▶ _WHAT IS NEEDED_
Substitute "occurrence" for "instance" in the listing from the line with "Target: pink sports bra" to the line with "(1047, 633)", leaving everything else unchanged. Return only those lines, without the pictures.

(Rows from a dataset)
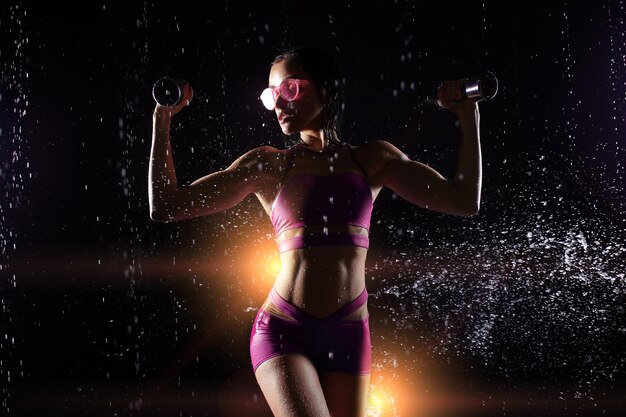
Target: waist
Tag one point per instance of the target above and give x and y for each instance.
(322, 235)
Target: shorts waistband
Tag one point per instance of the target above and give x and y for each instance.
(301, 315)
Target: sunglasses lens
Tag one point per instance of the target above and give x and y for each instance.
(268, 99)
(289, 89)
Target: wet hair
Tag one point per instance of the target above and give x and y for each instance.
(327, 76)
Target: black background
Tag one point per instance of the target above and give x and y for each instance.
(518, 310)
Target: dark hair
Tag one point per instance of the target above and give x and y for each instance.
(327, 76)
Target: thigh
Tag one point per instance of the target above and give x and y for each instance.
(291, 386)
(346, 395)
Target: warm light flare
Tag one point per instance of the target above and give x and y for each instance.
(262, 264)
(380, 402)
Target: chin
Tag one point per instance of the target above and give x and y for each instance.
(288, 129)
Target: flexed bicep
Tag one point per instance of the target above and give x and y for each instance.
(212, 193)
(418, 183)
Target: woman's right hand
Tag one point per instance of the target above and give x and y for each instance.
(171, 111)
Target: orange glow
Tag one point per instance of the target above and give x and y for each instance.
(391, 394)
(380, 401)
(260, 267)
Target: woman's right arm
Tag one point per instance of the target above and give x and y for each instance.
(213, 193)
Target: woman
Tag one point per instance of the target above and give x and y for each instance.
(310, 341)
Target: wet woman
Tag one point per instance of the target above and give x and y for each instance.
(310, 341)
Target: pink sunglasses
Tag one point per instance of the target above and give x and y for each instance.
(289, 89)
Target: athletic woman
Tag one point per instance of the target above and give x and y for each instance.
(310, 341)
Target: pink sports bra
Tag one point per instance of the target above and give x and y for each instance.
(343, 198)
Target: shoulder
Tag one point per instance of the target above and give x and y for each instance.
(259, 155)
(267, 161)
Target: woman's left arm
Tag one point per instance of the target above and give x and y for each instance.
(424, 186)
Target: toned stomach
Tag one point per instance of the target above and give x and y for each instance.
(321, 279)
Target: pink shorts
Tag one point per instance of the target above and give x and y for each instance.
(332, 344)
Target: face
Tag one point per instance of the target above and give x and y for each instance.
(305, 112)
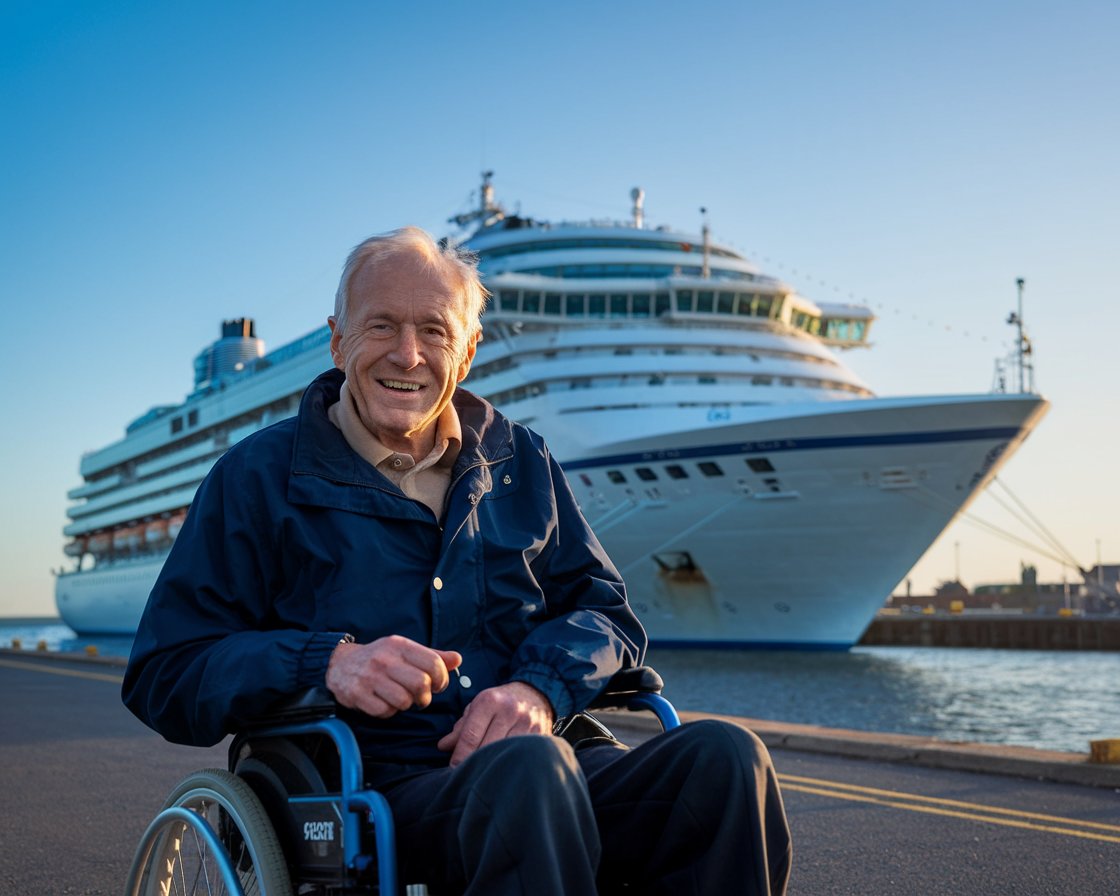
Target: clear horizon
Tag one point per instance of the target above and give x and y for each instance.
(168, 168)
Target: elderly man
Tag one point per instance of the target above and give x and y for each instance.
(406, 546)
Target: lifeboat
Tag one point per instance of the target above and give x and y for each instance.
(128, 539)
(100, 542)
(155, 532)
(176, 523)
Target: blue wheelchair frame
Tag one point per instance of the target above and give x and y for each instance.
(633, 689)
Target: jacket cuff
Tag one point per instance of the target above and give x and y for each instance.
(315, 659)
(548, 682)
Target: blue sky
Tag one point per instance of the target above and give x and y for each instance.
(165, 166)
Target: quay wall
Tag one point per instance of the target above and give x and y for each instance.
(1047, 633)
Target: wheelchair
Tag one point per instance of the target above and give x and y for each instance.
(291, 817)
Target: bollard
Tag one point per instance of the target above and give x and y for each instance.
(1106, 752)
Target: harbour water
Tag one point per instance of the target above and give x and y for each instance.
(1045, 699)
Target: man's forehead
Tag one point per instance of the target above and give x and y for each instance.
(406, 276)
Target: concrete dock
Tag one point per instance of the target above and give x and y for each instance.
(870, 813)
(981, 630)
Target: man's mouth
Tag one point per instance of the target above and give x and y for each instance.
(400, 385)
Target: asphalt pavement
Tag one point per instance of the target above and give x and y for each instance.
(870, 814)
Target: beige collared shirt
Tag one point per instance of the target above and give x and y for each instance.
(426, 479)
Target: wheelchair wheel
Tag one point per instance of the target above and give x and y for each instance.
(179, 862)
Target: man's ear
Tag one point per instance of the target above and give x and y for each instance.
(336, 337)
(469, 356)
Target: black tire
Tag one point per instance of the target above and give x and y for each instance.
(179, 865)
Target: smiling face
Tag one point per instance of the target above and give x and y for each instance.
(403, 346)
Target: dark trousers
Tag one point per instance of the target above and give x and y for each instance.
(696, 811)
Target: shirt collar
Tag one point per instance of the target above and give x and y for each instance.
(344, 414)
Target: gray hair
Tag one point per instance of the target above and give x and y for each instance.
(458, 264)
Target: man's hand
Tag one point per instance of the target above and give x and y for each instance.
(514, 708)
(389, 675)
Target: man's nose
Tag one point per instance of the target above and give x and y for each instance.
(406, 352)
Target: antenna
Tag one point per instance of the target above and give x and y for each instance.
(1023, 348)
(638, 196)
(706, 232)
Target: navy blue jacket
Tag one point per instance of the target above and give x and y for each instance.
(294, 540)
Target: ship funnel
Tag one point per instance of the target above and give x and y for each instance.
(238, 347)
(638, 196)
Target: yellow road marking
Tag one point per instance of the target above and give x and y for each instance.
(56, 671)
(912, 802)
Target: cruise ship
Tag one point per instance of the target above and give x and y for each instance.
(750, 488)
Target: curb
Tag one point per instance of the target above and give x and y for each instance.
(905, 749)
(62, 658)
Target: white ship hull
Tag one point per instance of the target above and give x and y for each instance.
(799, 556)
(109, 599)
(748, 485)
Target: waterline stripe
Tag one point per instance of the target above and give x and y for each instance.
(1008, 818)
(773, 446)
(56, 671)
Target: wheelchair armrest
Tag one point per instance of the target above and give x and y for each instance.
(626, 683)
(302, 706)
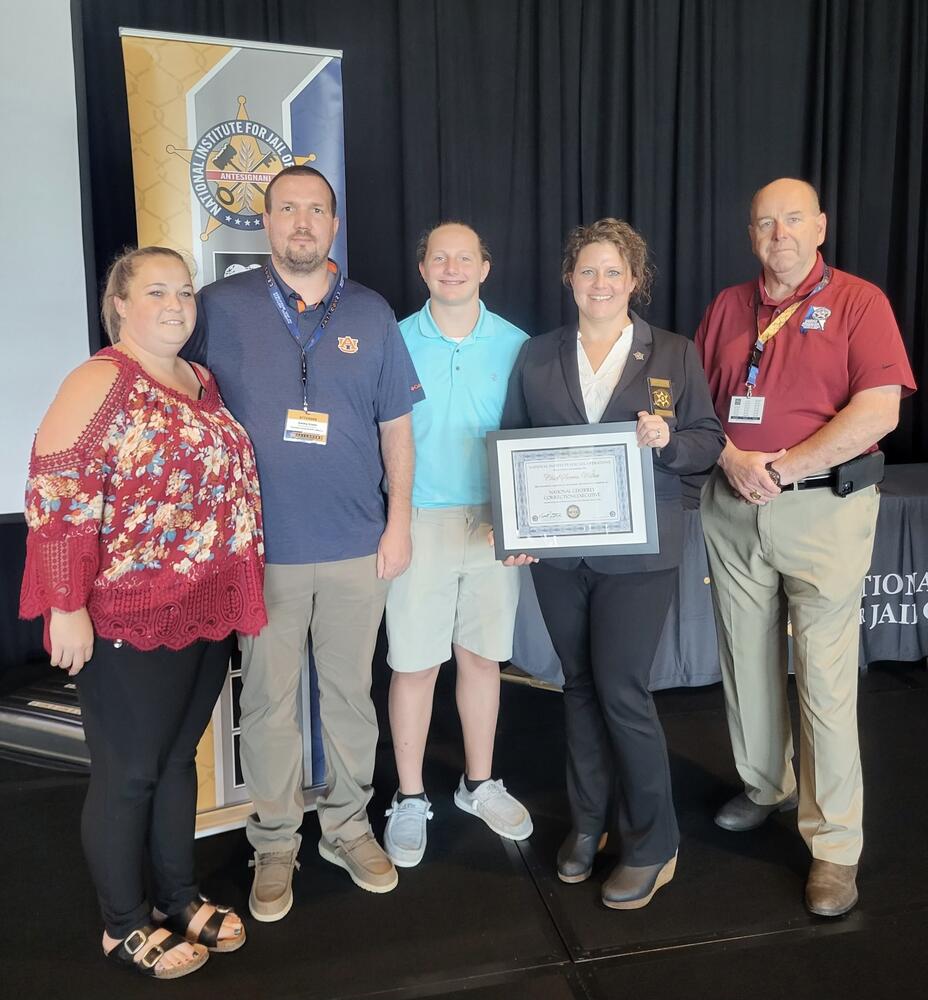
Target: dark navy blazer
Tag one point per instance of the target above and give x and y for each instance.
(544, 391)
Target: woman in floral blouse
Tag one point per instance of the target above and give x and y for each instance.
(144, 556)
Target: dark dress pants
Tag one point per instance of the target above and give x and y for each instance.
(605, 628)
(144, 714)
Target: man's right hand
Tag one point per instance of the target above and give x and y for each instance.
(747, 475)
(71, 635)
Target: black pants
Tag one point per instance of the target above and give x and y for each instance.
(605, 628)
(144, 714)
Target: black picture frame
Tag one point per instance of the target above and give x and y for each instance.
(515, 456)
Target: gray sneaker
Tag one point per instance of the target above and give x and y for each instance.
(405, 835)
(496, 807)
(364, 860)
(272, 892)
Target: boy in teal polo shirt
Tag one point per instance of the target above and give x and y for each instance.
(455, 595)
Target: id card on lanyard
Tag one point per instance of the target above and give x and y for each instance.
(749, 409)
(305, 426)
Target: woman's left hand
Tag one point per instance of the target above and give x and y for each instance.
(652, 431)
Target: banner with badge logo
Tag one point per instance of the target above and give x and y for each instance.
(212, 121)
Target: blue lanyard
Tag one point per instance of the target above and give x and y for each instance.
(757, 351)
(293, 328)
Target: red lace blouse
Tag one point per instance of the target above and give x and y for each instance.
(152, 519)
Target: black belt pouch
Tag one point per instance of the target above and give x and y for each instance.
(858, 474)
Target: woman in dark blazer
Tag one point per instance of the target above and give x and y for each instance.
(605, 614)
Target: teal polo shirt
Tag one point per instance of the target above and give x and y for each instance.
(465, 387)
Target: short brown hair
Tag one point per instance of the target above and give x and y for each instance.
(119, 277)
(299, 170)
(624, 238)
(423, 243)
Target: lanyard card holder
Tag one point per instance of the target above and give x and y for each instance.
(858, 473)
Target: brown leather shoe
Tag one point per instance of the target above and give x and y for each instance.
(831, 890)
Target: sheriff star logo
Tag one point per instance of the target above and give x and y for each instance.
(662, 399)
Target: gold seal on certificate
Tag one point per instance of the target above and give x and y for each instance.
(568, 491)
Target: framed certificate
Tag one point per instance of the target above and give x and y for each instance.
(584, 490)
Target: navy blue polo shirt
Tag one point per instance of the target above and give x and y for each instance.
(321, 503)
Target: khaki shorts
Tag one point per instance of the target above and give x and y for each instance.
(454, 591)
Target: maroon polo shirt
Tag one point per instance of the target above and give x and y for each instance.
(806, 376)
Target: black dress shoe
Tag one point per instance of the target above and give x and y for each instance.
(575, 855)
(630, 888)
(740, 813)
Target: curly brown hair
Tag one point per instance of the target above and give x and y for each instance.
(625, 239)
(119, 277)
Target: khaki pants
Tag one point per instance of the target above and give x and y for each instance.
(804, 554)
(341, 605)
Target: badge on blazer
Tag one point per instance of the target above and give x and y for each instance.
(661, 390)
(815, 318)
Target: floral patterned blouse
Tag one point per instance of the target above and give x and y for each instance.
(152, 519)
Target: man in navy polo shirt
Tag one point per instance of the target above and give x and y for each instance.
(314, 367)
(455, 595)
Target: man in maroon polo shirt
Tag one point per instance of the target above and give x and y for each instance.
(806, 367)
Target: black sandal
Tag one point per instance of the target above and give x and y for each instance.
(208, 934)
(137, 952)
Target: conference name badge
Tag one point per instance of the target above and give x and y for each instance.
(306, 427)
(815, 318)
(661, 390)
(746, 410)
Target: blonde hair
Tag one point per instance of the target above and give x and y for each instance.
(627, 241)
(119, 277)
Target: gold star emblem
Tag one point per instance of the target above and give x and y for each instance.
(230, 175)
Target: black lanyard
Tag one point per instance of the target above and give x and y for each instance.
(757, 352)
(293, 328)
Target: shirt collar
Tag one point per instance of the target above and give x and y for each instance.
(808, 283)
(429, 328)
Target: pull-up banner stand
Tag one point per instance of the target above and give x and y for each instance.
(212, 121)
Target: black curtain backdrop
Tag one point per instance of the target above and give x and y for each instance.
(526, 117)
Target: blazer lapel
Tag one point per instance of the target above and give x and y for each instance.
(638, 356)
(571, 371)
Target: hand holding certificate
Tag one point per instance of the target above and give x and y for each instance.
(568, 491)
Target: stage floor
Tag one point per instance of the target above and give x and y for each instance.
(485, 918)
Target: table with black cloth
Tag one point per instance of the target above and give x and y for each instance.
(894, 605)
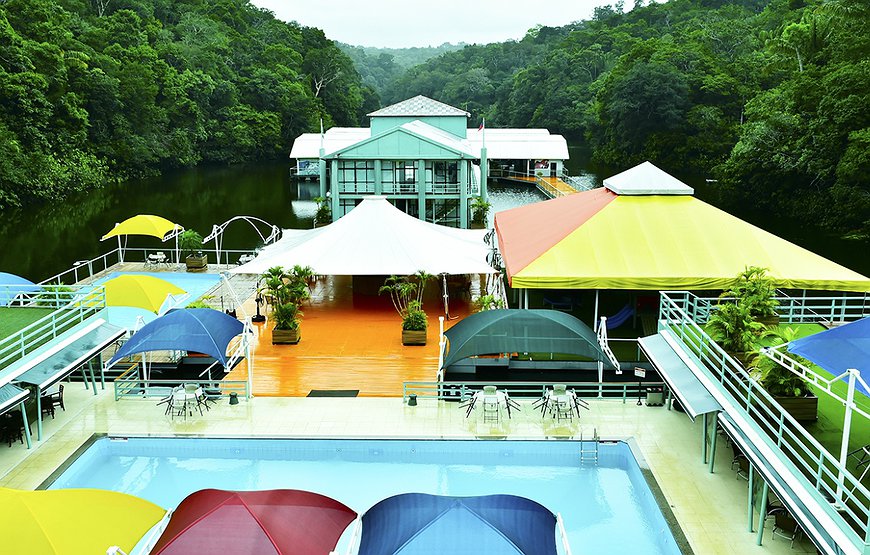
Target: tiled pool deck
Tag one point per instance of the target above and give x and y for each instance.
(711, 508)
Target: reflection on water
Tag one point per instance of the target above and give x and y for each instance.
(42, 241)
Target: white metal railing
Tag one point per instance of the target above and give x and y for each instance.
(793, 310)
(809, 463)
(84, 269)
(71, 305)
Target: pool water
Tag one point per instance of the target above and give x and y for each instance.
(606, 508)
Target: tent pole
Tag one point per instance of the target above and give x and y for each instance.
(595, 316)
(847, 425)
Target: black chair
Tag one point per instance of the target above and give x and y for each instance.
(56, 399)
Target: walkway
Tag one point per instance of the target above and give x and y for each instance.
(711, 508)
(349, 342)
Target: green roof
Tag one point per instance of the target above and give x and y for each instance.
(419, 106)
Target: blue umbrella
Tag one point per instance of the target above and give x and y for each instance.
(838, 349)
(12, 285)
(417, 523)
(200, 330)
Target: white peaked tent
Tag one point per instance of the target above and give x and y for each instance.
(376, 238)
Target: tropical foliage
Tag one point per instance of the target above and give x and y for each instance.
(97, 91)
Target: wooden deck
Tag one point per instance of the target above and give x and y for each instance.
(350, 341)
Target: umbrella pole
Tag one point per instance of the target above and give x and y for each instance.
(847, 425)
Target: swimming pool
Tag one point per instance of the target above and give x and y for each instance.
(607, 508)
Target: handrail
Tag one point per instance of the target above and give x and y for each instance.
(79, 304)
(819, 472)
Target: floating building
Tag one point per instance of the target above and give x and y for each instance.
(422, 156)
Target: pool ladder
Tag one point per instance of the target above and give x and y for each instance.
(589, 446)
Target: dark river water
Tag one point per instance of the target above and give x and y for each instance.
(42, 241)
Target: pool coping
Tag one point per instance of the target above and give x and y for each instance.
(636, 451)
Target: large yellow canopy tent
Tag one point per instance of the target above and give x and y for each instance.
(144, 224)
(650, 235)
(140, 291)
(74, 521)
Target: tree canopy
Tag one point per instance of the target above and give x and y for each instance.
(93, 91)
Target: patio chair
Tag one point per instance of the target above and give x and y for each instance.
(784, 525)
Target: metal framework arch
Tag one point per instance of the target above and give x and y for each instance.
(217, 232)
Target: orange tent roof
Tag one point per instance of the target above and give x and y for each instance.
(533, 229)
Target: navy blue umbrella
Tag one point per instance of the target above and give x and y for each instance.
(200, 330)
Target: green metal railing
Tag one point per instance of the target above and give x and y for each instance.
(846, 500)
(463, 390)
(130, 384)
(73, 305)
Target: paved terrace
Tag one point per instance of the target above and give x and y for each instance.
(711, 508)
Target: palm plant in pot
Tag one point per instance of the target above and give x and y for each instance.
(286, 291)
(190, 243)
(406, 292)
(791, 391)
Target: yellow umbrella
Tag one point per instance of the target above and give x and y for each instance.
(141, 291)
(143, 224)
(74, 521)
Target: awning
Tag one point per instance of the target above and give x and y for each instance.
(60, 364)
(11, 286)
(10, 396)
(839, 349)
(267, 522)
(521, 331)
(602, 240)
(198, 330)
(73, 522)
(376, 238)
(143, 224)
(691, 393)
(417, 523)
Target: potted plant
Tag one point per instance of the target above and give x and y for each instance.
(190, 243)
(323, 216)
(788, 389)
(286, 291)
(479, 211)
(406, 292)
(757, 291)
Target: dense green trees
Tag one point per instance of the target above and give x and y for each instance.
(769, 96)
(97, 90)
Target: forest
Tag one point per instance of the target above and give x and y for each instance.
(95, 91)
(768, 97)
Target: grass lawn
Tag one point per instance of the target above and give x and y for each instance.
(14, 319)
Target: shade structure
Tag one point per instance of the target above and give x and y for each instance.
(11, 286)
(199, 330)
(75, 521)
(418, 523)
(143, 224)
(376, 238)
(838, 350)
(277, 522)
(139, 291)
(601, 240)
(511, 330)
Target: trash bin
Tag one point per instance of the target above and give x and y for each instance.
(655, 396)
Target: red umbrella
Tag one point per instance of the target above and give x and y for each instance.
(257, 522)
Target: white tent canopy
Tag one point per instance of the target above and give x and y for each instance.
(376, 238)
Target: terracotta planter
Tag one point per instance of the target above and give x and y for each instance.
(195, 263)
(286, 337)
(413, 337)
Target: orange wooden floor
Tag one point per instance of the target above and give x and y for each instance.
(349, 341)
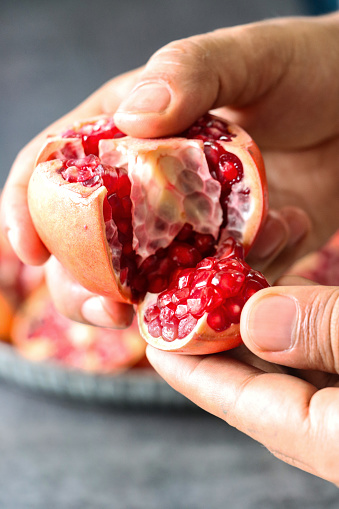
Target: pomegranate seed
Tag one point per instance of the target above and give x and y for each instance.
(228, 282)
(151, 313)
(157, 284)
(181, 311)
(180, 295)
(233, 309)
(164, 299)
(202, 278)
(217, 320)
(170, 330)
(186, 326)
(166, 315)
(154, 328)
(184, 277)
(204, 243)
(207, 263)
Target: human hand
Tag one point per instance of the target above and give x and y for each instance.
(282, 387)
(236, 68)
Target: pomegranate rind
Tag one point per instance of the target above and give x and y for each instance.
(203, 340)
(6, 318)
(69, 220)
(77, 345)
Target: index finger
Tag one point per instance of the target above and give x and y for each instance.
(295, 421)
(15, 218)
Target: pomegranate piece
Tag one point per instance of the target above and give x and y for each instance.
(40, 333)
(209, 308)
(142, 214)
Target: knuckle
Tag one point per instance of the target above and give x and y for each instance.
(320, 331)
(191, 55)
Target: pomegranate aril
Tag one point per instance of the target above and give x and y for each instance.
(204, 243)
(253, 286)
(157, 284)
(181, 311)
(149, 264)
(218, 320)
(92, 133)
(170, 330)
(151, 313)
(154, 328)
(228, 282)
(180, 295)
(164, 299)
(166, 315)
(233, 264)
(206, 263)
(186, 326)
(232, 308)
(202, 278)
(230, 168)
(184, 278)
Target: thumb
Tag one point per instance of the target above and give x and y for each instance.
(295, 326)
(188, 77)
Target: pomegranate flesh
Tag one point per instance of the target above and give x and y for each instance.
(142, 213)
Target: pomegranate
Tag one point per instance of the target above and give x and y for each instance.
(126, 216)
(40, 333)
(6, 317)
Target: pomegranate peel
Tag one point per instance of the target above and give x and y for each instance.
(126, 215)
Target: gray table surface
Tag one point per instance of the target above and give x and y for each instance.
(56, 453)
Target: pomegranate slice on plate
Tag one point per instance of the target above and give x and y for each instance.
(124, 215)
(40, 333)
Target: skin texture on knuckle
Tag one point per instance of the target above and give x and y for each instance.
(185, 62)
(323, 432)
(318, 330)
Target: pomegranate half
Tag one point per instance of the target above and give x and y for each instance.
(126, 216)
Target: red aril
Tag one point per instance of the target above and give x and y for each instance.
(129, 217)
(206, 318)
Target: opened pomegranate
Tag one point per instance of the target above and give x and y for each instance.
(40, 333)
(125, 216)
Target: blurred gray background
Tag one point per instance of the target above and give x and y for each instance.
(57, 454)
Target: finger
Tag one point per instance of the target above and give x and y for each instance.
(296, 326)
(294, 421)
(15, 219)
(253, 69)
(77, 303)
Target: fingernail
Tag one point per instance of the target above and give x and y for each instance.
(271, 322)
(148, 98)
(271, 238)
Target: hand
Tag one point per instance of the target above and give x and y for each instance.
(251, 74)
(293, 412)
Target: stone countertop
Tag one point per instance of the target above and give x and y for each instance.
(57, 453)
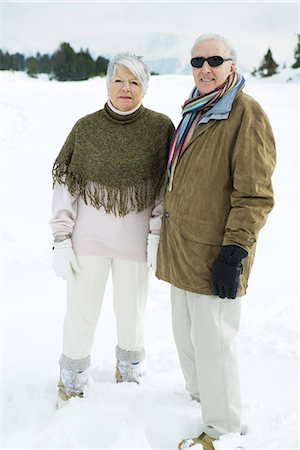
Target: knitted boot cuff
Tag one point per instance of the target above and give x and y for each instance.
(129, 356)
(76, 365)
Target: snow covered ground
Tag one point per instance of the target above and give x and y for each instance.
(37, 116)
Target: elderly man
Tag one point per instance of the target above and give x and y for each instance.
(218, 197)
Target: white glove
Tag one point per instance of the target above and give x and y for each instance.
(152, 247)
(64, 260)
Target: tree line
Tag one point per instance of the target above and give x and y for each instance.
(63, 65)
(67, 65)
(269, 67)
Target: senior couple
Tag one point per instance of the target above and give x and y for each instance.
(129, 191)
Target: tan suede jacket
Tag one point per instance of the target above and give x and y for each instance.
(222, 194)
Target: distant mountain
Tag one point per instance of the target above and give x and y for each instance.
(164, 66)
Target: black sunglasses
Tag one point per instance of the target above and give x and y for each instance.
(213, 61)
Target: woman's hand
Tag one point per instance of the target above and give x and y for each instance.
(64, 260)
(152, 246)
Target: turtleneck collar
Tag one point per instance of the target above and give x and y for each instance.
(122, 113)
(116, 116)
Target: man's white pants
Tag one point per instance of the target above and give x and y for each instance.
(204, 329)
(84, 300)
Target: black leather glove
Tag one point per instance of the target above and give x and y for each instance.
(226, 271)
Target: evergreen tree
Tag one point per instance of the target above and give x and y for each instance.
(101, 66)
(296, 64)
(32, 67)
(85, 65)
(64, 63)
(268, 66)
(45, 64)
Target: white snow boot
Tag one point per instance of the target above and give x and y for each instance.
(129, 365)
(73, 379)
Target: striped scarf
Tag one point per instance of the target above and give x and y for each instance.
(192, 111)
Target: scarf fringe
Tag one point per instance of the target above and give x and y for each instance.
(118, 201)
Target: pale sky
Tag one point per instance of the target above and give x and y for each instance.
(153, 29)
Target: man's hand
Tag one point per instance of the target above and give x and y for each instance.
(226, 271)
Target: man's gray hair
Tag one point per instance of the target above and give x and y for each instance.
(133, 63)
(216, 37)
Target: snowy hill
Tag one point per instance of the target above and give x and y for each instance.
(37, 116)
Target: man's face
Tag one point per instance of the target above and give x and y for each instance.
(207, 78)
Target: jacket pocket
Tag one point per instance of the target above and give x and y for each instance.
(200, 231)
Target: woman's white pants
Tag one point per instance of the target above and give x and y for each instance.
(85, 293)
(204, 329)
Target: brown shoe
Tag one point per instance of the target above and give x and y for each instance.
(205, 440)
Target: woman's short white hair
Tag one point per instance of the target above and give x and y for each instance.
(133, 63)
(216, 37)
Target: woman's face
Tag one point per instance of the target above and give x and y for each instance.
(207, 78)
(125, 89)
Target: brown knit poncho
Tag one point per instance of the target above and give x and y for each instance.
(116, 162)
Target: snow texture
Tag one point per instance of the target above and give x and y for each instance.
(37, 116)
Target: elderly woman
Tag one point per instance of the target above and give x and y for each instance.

▶ _RESPONSE TO THE TASK_
Target: pink sports bra
Tag one point per occurrence of the target above and give x and y for each occurrence.
(343, 198)
Target: shoulder
Tag one point per occurrence of the target above and give x and y for each occurrence.
(259, 155)
(267, 161)
Target: woman's left arm
Tag one point per occurrence of the target above and give x and y for each occurrence.
(424, 186)
Target: toned stomach
Tag one point per occurrence of the target above and give x and y for each occurrence.
(321, 279)
Target: pink shorts
Tag one point per occurrence of the target above and give x and y for each occurrence.
(332, 344)
Target: face
Tag one point per occurrence of the target above and give x and y for each occurrence.
(305, 112)
Target: clear horizon
Tag one point per occurrence of the target above and give x and y for each occurrence.
(168, 168)
Target: elderly man
Tag one point per occurrence of the target above and give x and y for each occurrence.
(406, 546)
Target: lifeboat
Tag one point per occurrence of the target above and give x and y for each occurrence.
(128, 539)
(100, 542)
(155, 532)
(176, 523)
Target: blue wheelchair frame
Tag one point per occurrence of the target above and give x and y for each occurrence.
(633, 689)
Target: jacket cuff
Tag one point per occurrence of the target above and give x and y for each occurrence.
(315, 659)
(548, 682)
Target: blue sky
Tag one point per occurrence of the target above and give x and y for each occurrence.
(165, 166)
Target: quay wall
Tag one point per occurrence of the target above and give x and y for each occurrence.
(1047, 633)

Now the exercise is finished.